• YOUR INSTRUCTIONS: Print the listing below word for word, from start to finish, omitting the pictures.

═══ AVAILABLE DATA ═══

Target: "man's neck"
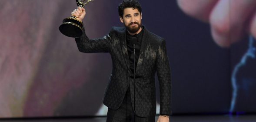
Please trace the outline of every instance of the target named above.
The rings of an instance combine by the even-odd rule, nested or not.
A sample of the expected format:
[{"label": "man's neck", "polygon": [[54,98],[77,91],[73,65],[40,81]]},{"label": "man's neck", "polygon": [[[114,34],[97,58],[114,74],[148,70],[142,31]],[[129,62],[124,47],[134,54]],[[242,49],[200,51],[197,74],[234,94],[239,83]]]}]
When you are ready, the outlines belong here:
[{"label": "man's neck", "polygon": [[136,32],[136,33],[131,33],[128,30],[127,30],[127,31],[128,31],[128,33],[130,35],[131,35],[131,36],[133,36],[133,35],[135,35],[136,34],[138,34],[138,33],[140,33],[140,32],[142,30],[142,26],[141,26],[140,27],[140,29],[139,30],[137,31],[137,32]]}]

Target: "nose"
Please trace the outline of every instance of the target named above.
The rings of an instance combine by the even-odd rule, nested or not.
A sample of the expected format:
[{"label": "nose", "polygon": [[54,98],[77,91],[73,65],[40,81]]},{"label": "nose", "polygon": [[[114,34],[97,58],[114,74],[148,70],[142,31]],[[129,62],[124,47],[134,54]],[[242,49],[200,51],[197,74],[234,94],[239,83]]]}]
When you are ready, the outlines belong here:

═══

• RESULT FOR THIS EXERCISE:
Target: "man's neck"
Please trace the outline of every instance of the target named above.
The rings of an instance combine by the even-odd rule, nested or not.
A sample of the expected format:
[{"label": "man's neck", "polygon": [[54,98],[77,91],[73,65],[40,81]]},{"label": "man's neck", "polygon": [[[114,34],[97,58],[114,74],[148,70],[142,31]],[[129,62],[124,47],[134,54]],[[242,49],[200,51],[197,74],[234,94],[239,83]]]}]
When you are ready, the outlines belong here:
[{"label": "man's neck", "polygon": [[136,32],[136,33],[131,33],[128,30],[127,30],[127,31],[128,31],[128,33],[130,35],[131,35],[131,36],[133,36],[133,35],[135,35],[136,34],[138,34],[138,33],[140,33],[140,32],[142,30],[142,26],[141,26],[140,27],[140,29],[139,30],[137,31],[137,32]]}]

Target: "nose"
Please trace the outline of every instance of the target named above.
The rings of an instance combine by the even-odd rule, nested or not.
A sample of the expected format:
[{"label": "nose", "polygon": [[54,98],[77,91],[73,65],[40,81]]},{"label": "nose", "polygon": [[[114,34],[97,58],[114,74],[148,70],[142,31]],[[129,62],[124,47],[134,54]],[[242,49],[200,51],[197,74],[234,94],[239,83]]]}]
When you are ready, the outlines belong here:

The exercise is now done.